[What to produce]
Answer these from the Nexus accessories thread:
1. Which device, according to the first post, has no accessories at all?
2. What two devices does nhat name as their own?
3. Which company made the case sfreemanoh describes?

— Start Text extract —

# Anyone else disappointed by Nexus accessories?



## sfreemanoh (Jul 9, 2011)

Or, specifically, the lack thereof of decent accessories? The GNex has an official car dock, at least for GSM models. The CDMA model is left out in the cold unless if you want to spend the time to sand it down to make it fit into the GSM dock. There's a desktop dock, but it's for portrait only, and POGO. The N7 has nothing.

Now, I know there are a bunch of "docks" available I could use for either, but for the most part any of those are just a "one size fits all" type accessory, with no POGO or USB or any other type of connection. They just hold the device, and you have to manually plug it in each time if you want it to charge.


----------



## nhat (Aug 21, 2011)

Yes. I thought pogo pins were a big plus but I have yet to see a dock for either of my devices, VZW GNex and Nexus 7, which incorporate them into the design.


----------



## number5toad (Sep 13, 2011)

mostly I'm annoyed at the lack of good case options

there are a billion cookie cutter models that are all perfectly functional, but no real standouts


----------



## sfreemanoh (Jul 9, 2011)

number5toad said:


> mostly I'm annoyed at the lack of good case options
> 
> there are a billion cookie cutter models that are all perfectly functional, but no real standouts


I have a case from Poetic that's similar to the iPad cases which I kinda like, but it's not fantastic (mainly because it sometimes starts to slide out of position a little when I have it sitting in landscape). It does the job though. http://www.amazon.com/gp/product/B008NMCPTQ/ref=oh_details_o02_s00_i00 And it keeps it pretty thin.


----------



## Mustang302LX (Jun 28, 2011)

— End Text extract —
— Start Provided data —

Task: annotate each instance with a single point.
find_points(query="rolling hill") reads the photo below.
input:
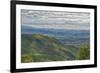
(42, 48)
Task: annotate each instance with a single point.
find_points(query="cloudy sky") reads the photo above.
(55, 19)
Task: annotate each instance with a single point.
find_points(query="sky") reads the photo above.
(55, 19)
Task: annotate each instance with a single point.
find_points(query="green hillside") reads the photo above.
(42, 48)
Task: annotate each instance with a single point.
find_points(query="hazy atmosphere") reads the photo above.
(54, 36)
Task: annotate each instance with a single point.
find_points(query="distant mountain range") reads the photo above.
(38, 48)
(65, 36)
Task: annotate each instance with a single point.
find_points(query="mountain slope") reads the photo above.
(42, 48)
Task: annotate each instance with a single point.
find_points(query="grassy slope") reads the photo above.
(41, 48)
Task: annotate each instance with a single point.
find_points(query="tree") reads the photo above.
(84, 52)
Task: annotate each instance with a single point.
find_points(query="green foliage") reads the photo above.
(84, 52)
(43, 48)
(26, 58)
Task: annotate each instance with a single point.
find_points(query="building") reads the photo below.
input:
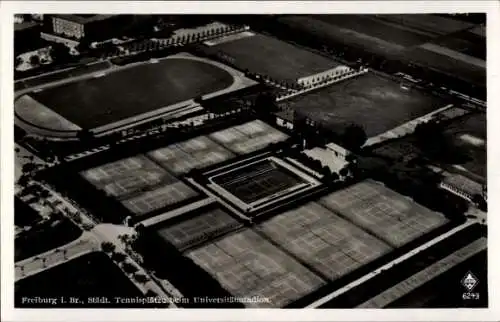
(285, 118)
(338, 151)
(91, 27)
(27, 36)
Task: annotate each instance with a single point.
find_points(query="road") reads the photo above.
(389, 265)
(36, 264)
(99, 233)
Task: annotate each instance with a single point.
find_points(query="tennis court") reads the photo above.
(198, 229)
(330, 244)
(195, 153)
(257, 181)
(248, 265)
(395, 219)
(127, 176)
(248, 137)
(164, 196)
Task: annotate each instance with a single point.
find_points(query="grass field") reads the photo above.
(86, 276)
(383, 212)
(467, 135)
(196, 230)
(133, 91)
(158, 198)
(194, 153)
(330, 244)
(127, 176)
(377, 103)
(373, 27)
(465, 42)
(247, 265)
(248, 137)
(270, 56)
(446, 65)
(140, 184)
(257, 181)
(470, 134)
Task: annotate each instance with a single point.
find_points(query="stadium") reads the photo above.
(112, 100)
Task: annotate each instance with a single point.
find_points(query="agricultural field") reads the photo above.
(198, 229)
(384, 213)
(330, 244)
(465, 135)
(140, 184)
(270, 56)
(375, 102)
(248, 265)
(195, 153)
(90, 275)
(118, 95)
(248, 137)
(446, 64)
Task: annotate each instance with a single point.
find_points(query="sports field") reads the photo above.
(257, 181)
(124, 177)
(196, 230)
(270, 56)
(195, 153)
(248, 137)
(133, 91)
(247, 265)
(375, 102)
(140, 184)
(330, 244)
(164, 196)
(384, 213)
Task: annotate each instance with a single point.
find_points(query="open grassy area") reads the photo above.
(383, 212)
(465, 136)
(90, 275)
(270, 56)
(133, 91)
(257, 181)
(375, 102)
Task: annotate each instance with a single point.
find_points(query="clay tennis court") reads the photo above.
(258, 180)
(393, 218)
(331, 245)
(248, 137)
(196, 230)
(195, 153)
(247, 265)
(140, 184)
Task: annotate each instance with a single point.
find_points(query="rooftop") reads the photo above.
(25, 25)
(84, 18)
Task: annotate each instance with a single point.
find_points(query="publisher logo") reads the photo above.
(470, 281)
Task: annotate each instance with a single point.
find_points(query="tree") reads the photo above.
(107, 247)
(35, 60)
(354, 137)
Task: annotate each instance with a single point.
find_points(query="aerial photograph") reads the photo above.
(250, 161)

— End Provided data —

[Worked answer]
1. The N7
2. A VZW GNex and a Nexus 7
3. Poetic